§ Given request
Please identify every line in the material below that contains the string "slab", and copy each such line. Case counts.

§ Input
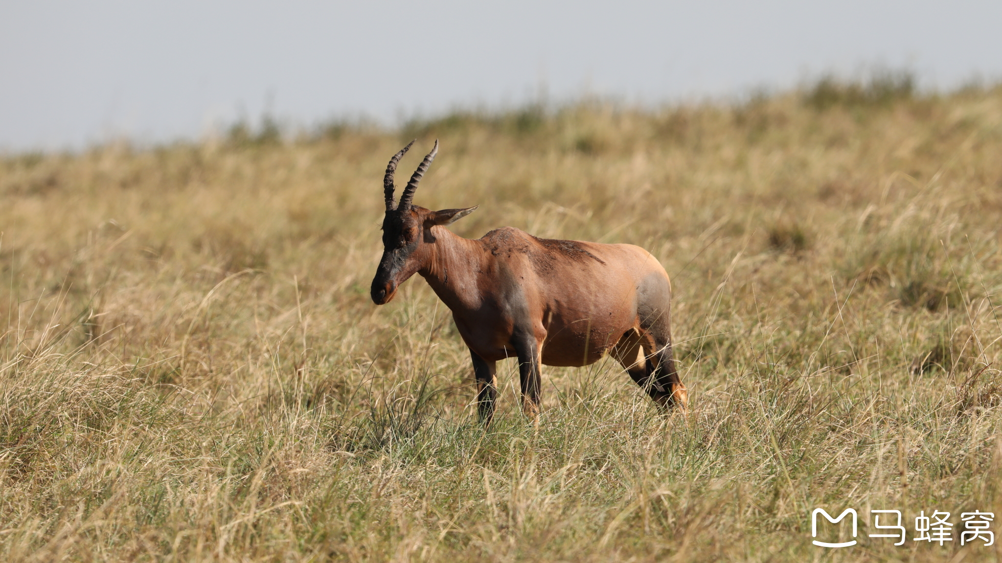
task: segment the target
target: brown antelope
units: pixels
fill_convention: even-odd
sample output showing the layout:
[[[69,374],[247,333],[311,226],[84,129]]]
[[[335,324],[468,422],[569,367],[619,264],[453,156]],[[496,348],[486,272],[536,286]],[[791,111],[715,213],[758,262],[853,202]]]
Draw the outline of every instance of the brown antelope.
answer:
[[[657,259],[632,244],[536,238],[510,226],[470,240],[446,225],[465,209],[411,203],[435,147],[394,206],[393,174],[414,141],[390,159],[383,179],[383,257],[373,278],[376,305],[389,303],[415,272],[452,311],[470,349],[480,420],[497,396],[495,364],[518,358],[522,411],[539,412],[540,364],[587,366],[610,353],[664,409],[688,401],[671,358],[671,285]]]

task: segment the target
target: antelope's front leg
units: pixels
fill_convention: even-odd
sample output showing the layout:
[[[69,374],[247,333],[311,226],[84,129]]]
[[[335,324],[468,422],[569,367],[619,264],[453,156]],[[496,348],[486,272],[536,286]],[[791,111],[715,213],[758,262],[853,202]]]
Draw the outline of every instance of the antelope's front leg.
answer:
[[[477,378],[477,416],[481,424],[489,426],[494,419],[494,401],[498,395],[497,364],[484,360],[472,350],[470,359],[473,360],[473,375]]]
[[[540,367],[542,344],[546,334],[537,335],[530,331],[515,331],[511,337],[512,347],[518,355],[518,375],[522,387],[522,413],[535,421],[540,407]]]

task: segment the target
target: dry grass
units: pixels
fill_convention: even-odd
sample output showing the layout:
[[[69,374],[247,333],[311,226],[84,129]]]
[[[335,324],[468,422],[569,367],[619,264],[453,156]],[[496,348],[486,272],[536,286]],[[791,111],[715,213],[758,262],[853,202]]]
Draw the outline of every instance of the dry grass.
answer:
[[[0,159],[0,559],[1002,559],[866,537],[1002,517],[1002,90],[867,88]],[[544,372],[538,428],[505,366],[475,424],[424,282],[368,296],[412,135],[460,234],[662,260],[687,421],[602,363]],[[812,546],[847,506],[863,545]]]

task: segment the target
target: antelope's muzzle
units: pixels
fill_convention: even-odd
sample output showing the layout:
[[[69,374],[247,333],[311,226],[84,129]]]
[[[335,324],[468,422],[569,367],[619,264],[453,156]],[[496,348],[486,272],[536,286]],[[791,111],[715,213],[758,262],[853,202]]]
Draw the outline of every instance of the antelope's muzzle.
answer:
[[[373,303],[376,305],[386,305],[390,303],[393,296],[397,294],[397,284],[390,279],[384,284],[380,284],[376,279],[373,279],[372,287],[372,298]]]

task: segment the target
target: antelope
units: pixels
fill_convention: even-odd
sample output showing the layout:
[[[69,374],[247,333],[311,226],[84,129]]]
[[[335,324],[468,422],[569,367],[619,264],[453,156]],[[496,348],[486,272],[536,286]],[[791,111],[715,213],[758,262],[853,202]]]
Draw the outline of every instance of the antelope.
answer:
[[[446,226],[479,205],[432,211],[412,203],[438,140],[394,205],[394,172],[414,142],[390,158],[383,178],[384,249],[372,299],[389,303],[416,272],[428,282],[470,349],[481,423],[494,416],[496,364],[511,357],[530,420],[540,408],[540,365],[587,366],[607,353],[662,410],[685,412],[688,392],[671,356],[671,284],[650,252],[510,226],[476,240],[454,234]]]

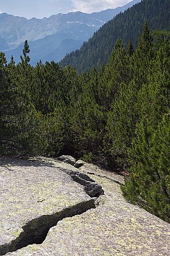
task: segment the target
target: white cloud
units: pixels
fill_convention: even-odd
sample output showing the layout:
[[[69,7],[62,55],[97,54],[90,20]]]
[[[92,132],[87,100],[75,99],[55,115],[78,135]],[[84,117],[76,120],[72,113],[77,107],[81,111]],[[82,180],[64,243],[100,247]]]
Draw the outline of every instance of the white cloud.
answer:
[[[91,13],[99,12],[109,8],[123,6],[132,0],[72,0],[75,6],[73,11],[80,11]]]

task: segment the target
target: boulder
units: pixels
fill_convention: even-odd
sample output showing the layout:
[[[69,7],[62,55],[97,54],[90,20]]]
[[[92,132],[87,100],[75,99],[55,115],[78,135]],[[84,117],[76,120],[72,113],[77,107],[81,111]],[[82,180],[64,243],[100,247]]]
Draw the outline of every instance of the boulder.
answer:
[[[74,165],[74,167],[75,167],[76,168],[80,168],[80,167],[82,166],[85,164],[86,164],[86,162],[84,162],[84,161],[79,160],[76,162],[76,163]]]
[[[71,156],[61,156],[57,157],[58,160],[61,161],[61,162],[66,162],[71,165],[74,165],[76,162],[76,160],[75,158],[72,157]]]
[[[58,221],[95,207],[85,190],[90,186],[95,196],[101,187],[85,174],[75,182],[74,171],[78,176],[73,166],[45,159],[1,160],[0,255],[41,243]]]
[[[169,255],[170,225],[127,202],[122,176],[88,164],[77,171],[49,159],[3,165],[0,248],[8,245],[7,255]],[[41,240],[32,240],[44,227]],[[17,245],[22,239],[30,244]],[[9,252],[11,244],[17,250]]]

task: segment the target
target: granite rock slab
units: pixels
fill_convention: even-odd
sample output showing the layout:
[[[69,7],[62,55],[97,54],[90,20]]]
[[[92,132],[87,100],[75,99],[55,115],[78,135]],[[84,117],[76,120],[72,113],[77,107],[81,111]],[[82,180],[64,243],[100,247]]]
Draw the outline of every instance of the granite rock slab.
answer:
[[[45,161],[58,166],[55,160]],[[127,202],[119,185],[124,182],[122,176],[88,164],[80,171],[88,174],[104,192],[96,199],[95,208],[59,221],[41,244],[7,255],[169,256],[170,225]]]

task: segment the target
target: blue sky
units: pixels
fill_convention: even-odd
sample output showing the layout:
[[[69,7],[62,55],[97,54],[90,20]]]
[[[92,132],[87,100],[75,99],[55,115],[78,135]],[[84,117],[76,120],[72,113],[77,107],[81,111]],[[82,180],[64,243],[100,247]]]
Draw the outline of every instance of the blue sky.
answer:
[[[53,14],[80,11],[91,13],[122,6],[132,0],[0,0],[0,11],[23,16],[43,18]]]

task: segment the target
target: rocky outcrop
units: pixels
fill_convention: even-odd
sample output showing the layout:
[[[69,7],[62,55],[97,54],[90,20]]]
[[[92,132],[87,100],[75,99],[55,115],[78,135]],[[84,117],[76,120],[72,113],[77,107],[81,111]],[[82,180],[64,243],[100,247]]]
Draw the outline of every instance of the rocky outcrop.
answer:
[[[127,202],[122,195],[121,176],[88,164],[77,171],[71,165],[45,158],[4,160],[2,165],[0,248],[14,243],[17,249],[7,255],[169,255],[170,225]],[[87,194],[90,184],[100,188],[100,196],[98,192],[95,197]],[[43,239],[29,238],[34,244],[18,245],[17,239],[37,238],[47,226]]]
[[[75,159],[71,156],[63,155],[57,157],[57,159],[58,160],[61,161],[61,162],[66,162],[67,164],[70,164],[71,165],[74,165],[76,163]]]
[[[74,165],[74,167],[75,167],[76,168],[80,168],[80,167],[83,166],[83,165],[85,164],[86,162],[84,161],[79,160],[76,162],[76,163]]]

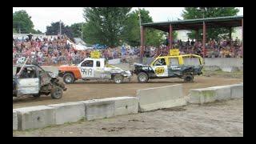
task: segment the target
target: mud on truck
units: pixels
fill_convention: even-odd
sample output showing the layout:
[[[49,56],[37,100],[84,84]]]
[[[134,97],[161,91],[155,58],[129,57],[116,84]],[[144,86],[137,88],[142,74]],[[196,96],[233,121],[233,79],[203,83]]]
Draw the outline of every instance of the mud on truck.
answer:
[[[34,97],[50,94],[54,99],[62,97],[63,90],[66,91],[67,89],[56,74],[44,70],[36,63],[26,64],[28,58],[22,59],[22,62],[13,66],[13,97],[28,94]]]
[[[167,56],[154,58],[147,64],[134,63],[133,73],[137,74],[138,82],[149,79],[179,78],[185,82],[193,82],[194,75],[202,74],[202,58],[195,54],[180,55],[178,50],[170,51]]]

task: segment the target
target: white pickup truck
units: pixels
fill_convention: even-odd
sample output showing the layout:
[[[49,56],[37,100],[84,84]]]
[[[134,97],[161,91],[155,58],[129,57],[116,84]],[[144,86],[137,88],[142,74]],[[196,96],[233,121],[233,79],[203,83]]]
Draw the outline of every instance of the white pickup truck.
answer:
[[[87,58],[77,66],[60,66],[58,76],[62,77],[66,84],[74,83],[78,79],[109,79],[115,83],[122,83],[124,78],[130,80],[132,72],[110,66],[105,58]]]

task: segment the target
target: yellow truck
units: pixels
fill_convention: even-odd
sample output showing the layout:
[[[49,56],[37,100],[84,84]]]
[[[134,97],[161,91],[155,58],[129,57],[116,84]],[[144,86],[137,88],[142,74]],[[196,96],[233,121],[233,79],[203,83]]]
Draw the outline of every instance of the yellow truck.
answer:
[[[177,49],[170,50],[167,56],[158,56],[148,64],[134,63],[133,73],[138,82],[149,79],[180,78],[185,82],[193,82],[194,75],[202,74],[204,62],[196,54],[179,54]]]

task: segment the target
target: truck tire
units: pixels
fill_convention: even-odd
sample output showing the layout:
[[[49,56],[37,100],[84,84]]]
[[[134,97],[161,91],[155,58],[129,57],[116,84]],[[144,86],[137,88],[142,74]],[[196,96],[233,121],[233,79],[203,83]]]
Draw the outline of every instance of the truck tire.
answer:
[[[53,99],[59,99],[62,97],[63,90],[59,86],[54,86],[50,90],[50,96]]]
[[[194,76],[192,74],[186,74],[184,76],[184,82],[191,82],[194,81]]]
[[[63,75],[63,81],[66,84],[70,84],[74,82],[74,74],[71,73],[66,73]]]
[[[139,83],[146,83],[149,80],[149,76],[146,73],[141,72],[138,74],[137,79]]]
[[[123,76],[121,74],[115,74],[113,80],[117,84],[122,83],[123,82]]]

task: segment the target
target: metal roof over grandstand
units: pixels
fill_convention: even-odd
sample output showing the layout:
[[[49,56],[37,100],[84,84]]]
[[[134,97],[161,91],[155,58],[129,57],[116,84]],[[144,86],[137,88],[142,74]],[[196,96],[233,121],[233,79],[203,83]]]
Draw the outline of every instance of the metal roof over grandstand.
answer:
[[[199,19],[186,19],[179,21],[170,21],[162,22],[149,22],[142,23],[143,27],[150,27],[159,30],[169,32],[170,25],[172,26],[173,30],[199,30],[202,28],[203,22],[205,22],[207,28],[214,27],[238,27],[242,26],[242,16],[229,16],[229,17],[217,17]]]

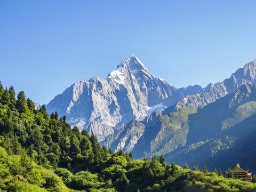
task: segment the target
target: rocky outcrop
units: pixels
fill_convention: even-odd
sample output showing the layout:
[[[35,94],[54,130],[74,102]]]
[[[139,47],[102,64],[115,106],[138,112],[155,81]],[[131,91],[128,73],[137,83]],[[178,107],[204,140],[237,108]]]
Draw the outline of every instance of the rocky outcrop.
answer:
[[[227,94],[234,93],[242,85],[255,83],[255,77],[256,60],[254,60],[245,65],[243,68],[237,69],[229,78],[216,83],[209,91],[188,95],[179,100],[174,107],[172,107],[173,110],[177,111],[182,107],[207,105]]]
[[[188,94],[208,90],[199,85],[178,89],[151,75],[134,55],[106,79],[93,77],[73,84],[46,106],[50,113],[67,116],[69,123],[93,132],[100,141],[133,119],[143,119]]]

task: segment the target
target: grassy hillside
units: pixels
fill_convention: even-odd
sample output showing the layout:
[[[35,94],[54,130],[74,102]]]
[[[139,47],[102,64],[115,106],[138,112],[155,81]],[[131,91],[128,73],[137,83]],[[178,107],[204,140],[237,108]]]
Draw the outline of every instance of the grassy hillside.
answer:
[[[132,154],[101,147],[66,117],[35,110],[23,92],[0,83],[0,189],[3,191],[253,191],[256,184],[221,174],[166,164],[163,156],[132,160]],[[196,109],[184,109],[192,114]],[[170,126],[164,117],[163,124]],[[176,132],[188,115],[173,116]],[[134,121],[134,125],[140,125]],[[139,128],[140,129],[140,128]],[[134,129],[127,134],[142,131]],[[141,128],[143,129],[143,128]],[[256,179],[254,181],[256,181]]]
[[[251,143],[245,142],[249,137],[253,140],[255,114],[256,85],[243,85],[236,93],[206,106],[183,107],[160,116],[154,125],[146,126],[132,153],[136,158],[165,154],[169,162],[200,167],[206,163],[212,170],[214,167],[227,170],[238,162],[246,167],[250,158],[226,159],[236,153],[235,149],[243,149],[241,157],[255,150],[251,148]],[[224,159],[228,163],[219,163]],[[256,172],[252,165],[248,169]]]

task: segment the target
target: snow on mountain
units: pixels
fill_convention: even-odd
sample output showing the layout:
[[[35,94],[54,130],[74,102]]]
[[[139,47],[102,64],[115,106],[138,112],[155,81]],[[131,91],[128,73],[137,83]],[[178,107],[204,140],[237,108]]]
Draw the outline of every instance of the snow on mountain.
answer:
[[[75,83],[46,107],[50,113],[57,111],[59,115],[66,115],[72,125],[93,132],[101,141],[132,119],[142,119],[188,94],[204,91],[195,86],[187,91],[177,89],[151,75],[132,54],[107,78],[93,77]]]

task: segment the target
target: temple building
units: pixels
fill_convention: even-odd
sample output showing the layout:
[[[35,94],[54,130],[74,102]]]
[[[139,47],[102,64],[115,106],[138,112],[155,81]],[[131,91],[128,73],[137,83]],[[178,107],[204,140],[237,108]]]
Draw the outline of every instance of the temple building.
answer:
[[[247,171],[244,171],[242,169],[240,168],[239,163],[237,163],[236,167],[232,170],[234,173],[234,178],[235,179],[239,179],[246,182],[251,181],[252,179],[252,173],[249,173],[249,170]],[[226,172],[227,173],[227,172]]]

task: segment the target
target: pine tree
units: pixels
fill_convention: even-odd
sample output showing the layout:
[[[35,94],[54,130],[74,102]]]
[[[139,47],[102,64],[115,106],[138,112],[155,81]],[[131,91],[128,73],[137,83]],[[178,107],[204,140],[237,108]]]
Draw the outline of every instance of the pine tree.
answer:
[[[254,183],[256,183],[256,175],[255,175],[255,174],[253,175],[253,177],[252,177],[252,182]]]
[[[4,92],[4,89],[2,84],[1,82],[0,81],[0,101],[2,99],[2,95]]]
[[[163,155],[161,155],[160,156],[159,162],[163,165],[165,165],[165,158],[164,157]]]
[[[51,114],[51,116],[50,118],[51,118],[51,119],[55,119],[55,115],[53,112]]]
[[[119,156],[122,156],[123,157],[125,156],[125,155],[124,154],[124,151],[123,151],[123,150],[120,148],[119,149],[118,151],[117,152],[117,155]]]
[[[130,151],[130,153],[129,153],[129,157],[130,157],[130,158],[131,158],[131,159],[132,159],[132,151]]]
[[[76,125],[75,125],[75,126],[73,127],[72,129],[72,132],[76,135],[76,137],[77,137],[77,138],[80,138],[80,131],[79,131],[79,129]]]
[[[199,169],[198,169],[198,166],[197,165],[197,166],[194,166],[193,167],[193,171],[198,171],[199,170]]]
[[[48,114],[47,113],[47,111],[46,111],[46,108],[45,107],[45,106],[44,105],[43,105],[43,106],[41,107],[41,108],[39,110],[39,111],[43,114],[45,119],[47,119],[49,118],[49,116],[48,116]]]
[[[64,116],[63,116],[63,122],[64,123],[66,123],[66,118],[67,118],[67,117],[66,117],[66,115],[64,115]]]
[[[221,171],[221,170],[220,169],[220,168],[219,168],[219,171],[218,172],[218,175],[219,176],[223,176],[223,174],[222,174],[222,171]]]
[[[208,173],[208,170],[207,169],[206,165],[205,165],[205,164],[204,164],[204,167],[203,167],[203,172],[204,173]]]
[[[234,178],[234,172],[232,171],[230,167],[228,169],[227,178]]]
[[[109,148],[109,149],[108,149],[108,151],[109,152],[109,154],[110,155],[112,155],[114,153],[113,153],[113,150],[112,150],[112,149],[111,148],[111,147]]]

§ Solved exercise
target: granite rock slab
Draw the outline of every instance of the granite rock slab.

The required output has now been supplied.